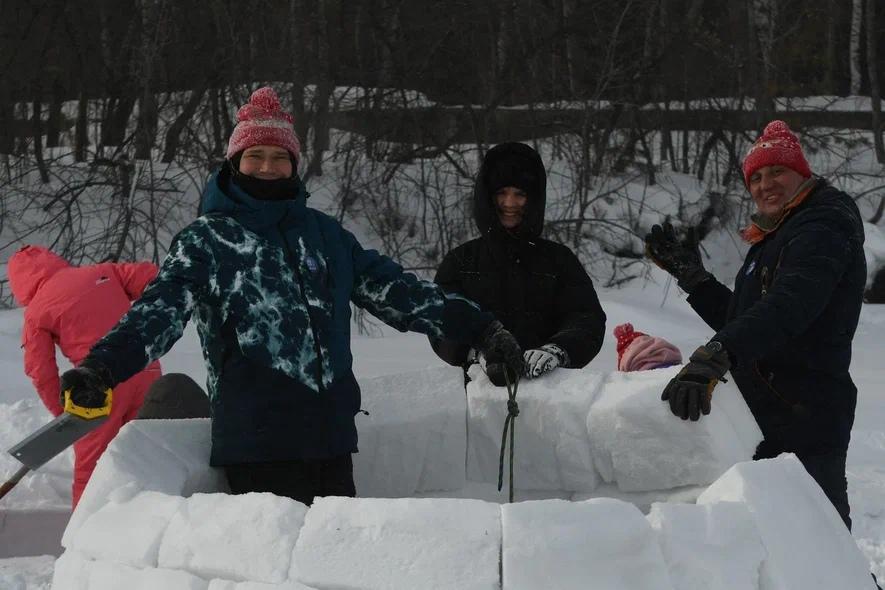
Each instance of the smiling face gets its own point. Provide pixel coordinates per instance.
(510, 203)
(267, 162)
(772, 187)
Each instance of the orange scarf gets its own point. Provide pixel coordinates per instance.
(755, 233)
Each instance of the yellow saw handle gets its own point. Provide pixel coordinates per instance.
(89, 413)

- _Description of the task_
Please give the data above again in exact form and omit every picture.

- _Task output_
Each instance of the smiling face gets its own point. Provide pixel coordinates per instance.
(510, 203)
(267, 162)
(772, 187)
Each instance of the orange scarf gets its own point. Provide pixel coordinates per instance.
(755, 233)
Each instance of the yellow saw handle gets its own point. Provide pixel coordinates per instance.
(89, 413)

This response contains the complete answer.